---------- DATA RECORDS

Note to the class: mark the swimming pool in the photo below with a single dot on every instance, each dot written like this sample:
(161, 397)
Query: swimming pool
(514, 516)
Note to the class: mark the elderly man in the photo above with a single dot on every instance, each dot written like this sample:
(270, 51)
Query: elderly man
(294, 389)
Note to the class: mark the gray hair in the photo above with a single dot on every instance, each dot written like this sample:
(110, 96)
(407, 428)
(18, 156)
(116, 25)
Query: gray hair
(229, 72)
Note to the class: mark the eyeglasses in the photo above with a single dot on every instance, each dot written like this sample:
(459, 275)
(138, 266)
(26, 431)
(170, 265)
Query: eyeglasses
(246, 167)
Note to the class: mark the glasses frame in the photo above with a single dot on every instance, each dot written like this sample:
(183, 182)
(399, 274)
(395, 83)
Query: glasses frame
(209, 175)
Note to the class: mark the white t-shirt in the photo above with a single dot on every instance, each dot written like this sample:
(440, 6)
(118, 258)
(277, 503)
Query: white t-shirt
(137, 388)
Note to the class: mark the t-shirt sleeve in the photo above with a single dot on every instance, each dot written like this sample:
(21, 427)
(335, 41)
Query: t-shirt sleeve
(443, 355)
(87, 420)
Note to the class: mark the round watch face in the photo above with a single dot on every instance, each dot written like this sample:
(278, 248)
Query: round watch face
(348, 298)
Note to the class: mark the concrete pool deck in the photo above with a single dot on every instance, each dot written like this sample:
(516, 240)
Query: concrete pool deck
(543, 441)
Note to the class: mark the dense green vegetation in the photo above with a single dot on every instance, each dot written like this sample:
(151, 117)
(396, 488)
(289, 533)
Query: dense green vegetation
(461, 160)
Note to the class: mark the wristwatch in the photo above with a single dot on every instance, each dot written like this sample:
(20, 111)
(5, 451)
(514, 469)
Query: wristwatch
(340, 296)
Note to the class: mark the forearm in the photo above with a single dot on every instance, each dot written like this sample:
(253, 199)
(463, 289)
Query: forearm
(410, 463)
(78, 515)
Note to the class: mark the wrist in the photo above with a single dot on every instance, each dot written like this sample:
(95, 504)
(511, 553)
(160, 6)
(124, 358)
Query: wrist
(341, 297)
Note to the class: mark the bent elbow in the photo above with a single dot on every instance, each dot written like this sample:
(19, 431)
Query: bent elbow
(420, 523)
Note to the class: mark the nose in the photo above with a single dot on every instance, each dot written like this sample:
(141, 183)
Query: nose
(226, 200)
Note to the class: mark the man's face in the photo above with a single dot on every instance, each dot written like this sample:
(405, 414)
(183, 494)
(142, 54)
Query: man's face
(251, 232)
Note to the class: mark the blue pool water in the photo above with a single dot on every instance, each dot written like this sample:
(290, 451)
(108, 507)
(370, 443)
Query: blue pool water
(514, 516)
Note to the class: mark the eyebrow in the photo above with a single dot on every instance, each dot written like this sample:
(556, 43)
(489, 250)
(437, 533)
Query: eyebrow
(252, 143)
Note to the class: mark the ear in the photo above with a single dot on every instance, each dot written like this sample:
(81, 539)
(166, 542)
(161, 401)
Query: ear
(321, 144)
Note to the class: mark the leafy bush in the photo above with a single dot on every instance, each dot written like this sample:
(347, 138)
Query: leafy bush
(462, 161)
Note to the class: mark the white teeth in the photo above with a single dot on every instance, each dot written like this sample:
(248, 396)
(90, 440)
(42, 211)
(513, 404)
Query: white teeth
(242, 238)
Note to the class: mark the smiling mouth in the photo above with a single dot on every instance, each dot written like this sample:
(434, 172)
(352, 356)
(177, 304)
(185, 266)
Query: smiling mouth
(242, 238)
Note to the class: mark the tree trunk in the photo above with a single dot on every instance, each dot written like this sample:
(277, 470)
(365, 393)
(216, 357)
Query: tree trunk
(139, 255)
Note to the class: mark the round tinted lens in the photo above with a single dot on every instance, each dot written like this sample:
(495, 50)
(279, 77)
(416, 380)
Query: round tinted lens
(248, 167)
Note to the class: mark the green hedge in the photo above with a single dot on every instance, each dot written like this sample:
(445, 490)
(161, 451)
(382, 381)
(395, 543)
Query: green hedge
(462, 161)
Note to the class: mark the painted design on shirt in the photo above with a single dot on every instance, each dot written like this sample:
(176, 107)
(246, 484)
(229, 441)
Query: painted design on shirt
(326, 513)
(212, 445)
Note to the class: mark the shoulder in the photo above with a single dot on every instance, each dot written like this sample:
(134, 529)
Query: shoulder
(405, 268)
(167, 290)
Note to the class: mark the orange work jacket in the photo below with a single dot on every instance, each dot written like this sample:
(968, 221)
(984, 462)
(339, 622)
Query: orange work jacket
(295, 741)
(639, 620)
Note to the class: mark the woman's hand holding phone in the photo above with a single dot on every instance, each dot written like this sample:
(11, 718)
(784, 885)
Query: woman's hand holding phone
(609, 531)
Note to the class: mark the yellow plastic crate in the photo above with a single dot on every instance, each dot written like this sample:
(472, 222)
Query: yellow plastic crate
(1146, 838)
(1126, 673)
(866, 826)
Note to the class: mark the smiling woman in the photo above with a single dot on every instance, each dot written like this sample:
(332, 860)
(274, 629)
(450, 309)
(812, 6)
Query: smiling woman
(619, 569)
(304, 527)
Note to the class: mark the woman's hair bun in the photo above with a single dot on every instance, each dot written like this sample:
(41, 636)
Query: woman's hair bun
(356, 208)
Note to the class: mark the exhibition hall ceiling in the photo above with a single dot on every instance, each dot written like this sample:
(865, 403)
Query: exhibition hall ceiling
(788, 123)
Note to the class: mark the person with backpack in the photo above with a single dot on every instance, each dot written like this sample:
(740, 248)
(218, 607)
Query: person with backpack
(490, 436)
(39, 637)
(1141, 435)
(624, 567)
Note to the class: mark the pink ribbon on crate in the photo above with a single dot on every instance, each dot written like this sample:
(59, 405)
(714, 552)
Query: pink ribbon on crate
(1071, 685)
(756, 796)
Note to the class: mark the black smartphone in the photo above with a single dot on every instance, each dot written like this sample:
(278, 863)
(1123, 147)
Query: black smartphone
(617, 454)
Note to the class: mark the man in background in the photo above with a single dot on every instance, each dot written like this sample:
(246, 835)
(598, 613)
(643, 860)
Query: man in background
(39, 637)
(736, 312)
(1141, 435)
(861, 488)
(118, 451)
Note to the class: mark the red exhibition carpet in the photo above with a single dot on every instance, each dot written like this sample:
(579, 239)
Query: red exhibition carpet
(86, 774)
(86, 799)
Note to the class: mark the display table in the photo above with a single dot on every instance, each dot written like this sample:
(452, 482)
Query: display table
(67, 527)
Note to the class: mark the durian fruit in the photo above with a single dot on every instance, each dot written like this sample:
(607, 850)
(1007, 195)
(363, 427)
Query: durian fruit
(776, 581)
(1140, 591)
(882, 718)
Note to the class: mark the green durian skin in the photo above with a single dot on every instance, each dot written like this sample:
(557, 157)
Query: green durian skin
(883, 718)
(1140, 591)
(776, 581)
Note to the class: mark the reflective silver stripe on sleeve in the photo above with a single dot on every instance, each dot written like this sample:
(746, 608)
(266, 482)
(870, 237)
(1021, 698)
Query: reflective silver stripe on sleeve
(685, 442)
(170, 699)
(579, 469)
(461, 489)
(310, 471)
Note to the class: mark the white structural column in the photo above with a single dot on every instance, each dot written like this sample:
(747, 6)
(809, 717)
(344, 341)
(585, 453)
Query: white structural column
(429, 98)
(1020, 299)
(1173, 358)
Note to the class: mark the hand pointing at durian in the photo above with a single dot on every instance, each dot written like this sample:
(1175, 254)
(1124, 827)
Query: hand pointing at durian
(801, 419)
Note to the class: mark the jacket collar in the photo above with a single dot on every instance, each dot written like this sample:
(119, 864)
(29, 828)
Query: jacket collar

--------------------

ASSIGNMENT —
Throughout the material above, find every line holding "below" and copy it.

SOLUTION —
Note to the class: mark the swimming pool in the photo below with a single dot on every instance, each dot written like this sample:
Note to the class: mark the orange work jacket in the photo below with a single dot on every instance, each dot written like this sample:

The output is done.